* _Problem to solve_
Only the lines from the one containing "of the train." through the final line of the material below should be output, exactly as they stand.

(Beginning of Data in this exercise)

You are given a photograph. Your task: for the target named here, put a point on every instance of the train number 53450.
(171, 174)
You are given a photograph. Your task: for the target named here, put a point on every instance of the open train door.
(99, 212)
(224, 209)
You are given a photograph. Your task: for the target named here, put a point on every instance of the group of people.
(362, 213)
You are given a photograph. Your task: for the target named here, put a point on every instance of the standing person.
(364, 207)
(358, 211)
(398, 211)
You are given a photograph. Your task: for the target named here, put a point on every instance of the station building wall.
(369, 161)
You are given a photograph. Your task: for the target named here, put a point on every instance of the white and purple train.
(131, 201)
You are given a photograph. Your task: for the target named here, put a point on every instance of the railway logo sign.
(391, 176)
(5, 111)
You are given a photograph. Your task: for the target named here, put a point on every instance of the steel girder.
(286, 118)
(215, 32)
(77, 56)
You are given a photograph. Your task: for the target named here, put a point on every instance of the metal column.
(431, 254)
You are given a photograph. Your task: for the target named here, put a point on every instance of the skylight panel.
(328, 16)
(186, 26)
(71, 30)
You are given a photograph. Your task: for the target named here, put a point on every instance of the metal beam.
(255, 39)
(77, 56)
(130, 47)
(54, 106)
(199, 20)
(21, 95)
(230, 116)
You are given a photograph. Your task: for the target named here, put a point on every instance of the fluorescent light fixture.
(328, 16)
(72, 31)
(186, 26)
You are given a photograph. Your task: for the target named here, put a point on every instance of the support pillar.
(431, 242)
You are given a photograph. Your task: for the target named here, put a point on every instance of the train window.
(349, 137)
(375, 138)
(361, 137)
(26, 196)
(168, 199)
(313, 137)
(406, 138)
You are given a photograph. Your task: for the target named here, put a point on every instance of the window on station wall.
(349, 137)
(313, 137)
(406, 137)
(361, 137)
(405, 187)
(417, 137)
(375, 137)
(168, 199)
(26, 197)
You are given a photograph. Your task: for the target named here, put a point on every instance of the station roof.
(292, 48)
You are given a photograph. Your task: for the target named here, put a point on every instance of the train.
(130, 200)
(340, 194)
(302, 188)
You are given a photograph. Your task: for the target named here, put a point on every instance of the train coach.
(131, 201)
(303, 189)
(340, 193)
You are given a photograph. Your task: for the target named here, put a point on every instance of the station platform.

(End of Data in this exercise)

* _Exercise output_
You are given a photograph. Your task: for the target named here, put a point on every instance of the train.
(130, 200)
(340, 194)
(302, 188)
You are given a photograph. Your task: for the target named here, put a point on every instance of the train coach.
(131, 201)
(303, 189)
(340, 193)
You are given a photograph. Your task: for the target named here, put a point on every instance of the station platform.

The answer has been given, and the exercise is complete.